Aim of the exercise: Copy out the data below without any changes, from the line with "Can you see the branching" up to and including the line with "x=266, y=185".

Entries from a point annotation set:
--------------------------------------------------
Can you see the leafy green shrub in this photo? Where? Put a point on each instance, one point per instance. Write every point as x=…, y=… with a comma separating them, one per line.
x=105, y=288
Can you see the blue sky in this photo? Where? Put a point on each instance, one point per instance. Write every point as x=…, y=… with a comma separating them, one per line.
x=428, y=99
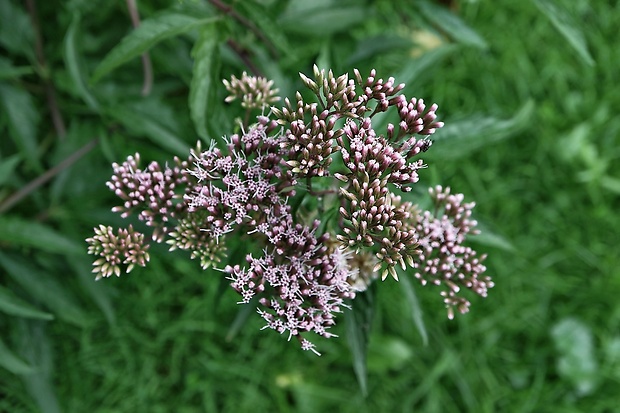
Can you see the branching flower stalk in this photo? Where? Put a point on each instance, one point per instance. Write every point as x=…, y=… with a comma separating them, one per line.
x=266, y=185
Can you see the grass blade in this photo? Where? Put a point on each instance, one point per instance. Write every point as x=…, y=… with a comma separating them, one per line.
x=19, y=232
x=452, y=25
x=44, y=288
x=568, y=27
x=11, y=362
x=13, y=305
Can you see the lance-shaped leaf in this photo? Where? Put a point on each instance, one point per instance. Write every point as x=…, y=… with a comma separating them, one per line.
x=148, y=34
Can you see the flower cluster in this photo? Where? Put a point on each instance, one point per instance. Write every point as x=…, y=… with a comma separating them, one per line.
x=254, y=92
x=125, y=247
x=320, y=194
x=443, y=259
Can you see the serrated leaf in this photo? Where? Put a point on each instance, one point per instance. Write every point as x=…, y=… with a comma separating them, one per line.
x=458, y=138
x=357, y=324
x=8, y=71
x=416, y=310
x=23, y=119
x=44, y=288
x=147, y=125
x=148, y=34
x=71, y=57
x=13, y=305
x=324, y=20
x=7, y=167
x=451, y=24
x=16, y=33
x=19, y=232
x=11, y=362
x=567, y=26
x=205, y=76
x=488, y=237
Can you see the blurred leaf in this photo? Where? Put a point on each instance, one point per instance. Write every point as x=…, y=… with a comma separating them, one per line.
x=388, y=353
x=35, y=346
x=8, y=71
x=611, y=184
x=13, y=305
x=7, y=167
x=100, y=293
x=325, y=20
x=147, y=124
x=576, y=362
x=11, y=362
x=148, y=34
x=204, y=78
x=19, y=232
x=488, y=237
x=372, y=47
x=264, y=20
x=567, y=26
x=23, y=119
x=451, y=24
x=357, y=323
x=416, y=311
x=459, y=138
x=242, y=317
x=413, y=72
x=44, y=288
x=71, y=57
x=16, y=34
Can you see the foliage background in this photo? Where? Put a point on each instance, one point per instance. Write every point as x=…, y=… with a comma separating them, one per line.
x=528, y=91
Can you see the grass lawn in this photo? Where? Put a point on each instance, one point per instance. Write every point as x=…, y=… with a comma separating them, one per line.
x=534, y=141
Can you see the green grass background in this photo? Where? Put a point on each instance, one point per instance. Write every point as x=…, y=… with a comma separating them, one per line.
x=547, y=339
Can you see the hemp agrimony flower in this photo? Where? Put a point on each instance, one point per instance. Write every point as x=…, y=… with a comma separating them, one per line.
x=314, y=195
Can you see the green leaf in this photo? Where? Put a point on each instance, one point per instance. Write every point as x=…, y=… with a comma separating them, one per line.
x=375, y=46
x=148, y=34
x=325, y=20
x=412, y=74
x=11, y=362
x=19, y=232
x=263, y=18
x=7, y=167
x=576, y=361
x=13, y=305
x=147, y=124
x=36, y=347
x=71, y=57
x=100, y=293
x=492, y=239
x=23, y=119
x=8, y=71
x=44, y=288
x=357, y=324
x=16, y=34
x=451, y=24
x=458, y=138
x=205, y=76
x=416, y=311
x=242, y=317
x=567, y=26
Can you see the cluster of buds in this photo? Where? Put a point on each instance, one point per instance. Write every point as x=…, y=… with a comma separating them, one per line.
x=269, y=184
x=254, y=92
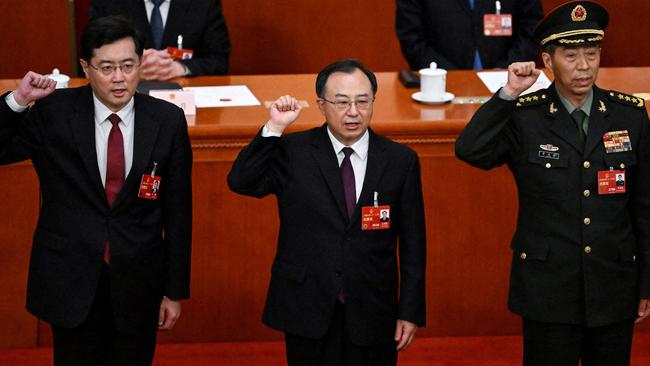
--------------------------------------------------
Complete output:
Can you see the branching flower stalk in this photo? Where? Put a point on each instance, one point per instance. Write every point as x=…, y=… with a comma separating them, one per line.
x=266, y=185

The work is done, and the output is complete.